== Required task ==
Count the lines in the records below that contain the string "girl", treating case as significant, and give only the number.

== Dataset excerpts ==
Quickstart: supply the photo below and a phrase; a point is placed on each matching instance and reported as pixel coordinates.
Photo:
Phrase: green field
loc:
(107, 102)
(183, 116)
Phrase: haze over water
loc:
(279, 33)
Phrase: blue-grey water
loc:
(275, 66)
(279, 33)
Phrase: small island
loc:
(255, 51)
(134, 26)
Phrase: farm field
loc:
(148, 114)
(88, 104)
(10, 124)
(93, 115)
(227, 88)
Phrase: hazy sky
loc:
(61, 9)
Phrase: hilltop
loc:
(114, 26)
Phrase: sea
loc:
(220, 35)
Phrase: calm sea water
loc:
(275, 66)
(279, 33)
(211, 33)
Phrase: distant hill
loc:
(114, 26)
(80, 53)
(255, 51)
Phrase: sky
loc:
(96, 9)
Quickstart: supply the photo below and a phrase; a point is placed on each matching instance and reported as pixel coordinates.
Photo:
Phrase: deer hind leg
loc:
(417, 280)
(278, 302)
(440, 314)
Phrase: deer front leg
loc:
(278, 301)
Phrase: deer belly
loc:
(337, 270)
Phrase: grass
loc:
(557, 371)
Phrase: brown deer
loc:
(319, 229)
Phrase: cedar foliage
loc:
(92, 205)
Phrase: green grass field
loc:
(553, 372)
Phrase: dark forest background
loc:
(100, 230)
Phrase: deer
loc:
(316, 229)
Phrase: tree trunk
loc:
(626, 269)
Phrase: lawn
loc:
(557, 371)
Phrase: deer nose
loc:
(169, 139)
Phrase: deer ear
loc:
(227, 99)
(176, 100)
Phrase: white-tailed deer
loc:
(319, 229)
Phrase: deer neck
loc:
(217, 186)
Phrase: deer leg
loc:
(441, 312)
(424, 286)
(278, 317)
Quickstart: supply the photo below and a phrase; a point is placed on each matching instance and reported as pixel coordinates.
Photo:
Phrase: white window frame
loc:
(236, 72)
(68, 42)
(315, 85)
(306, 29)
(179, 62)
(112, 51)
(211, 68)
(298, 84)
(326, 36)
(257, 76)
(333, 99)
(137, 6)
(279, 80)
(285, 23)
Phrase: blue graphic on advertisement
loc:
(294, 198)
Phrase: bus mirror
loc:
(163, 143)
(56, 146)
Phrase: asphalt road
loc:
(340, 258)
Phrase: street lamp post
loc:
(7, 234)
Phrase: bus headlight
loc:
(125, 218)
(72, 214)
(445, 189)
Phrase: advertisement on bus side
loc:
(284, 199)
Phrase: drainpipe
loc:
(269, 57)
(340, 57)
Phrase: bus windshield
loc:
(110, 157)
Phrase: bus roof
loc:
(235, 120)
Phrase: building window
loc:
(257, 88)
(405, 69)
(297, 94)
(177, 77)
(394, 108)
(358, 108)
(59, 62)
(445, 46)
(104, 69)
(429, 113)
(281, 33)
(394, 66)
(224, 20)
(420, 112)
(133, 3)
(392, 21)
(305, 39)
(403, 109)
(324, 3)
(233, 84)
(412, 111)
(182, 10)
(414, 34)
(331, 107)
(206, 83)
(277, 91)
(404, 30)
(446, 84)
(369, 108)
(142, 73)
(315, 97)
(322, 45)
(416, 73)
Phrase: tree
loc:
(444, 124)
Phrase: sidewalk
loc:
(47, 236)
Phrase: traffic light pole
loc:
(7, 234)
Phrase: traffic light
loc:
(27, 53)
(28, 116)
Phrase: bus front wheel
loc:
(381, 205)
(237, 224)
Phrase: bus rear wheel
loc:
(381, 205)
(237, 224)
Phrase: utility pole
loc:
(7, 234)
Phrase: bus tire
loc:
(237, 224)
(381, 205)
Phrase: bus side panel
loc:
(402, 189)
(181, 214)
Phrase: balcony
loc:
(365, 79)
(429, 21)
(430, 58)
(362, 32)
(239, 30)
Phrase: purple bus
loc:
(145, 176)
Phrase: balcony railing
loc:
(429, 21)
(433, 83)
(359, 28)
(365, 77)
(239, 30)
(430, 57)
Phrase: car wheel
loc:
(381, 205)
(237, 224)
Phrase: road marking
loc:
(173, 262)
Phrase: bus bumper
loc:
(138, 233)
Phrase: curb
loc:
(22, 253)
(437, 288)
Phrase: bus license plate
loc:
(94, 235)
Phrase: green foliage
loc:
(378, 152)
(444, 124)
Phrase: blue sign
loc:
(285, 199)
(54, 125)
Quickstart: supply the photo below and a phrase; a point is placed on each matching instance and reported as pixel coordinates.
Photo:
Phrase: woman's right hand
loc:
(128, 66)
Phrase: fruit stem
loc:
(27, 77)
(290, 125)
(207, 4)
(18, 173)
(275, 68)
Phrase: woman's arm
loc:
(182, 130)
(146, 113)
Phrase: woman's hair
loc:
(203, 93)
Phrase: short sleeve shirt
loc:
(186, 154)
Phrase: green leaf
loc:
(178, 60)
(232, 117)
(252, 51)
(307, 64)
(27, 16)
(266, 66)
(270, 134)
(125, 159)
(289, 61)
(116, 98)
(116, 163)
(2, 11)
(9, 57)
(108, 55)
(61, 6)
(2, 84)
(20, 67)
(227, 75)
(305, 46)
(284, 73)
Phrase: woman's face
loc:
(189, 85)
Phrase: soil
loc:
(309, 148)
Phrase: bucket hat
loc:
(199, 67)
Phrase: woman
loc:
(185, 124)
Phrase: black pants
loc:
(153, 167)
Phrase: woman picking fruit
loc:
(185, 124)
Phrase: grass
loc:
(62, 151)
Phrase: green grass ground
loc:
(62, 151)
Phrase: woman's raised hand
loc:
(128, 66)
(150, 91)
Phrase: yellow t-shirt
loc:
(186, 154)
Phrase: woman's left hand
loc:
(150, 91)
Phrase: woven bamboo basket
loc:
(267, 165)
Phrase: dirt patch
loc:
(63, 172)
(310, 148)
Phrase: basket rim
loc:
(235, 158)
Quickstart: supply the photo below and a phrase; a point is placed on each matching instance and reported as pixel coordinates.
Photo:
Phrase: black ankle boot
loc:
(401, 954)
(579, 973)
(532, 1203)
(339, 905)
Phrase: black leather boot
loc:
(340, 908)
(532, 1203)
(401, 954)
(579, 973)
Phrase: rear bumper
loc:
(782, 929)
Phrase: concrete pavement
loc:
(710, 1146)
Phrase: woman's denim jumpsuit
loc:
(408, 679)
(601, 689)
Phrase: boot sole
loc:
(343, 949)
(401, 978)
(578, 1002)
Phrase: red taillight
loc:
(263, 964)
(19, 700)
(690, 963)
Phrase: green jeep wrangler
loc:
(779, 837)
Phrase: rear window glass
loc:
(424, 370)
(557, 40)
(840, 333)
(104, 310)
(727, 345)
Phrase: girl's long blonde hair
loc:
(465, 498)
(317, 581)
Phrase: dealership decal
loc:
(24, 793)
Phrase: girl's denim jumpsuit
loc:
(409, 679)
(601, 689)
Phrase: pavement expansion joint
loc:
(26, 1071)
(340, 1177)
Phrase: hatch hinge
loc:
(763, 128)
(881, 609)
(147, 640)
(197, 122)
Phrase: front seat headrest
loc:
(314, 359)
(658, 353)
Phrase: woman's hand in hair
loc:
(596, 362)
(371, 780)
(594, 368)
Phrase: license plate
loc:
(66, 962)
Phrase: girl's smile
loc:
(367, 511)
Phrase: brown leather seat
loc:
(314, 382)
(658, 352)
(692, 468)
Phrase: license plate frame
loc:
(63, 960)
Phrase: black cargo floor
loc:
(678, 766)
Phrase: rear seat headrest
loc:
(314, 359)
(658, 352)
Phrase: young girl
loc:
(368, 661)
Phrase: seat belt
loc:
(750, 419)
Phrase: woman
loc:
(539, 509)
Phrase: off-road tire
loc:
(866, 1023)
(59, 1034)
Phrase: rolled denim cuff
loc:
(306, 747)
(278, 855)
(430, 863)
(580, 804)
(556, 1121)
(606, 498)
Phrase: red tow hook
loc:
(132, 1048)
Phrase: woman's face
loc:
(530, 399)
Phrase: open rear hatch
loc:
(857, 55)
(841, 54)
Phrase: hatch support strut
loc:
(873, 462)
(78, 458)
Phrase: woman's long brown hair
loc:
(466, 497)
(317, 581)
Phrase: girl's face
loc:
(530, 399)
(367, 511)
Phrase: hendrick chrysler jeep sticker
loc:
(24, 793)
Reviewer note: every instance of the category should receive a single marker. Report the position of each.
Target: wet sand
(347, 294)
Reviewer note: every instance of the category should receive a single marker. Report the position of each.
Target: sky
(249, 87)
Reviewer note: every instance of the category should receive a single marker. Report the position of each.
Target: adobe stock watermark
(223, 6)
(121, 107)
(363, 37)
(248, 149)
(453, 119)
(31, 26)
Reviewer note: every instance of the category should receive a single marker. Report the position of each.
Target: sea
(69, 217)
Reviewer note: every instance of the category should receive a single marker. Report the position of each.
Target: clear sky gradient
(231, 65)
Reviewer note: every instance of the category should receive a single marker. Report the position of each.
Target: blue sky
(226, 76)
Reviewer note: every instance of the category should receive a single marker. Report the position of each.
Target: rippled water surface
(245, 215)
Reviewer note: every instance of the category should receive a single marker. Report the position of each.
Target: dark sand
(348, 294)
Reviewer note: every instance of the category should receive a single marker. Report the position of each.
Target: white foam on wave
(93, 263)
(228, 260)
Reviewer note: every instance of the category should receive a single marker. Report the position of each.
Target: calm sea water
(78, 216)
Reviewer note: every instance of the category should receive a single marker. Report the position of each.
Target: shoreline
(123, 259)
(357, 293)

== Solution for this exercise ==
5